### What to do
Rewrite everything from the line containing "task: trace the outline of the white light" down to the line containing "142), (26, 142)]", with both of those lines included. Increase every x and y coordinate in the answer outline by 100, and keep the other lines unchanged.

### Task data
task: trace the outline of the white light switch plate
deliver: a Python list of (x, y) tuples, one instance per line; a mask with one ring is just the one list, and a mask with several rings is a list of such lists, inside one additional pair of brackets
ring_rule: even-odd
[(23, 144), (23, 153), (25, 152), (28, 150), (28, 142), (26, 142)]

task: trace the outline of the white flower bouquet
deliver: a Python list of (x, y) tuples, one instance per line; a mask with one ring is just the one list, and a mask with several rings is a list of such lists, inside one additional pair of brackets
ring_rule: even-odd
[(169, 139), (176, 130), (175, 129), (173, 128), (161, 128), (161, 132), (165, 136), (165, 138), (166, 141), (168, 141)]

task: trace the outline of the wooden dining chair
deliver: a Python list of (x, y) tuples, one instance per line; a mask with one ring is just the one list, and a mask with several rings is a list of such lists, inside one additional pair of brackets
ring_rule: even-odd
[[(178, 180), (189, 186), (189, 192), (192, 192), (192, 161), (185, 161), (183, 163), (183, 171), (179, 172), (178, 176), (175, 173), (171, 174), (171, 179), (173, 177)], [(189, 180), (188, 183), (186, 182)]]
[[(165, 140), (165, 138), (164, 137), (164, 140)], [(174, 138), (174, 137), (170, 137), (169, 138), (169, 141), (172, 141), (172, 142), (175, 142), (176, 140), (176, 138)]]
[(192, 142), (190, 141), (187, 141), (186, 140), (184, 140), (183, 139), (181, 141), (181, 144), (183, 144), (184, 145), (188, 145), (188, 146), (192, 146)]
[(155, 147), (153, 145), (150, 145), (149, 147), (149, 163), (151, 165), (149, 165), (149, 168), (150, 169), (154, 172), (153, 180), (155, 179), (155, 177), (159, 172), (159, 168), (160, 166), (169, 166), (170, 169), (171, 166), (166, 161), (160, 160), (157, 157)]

==

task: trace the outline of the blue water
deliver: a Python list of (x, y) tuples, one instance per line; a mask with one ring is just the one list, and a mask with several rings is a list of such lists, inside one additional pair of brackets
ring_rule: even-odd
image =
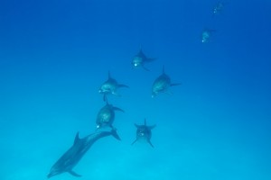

### Finished task
task: trace the outline of the white light switch plate
deliver: a Python list of (x, y) tuples, one instance per line; a mask with one ring is just the one list, and a mask with several rings is a list of such lists, inside one additional pair of brackets
ring_rule: even-odd
[(123, 244), (123, 253), (125, 252), (128, 250), (128, 242), (126, 242)]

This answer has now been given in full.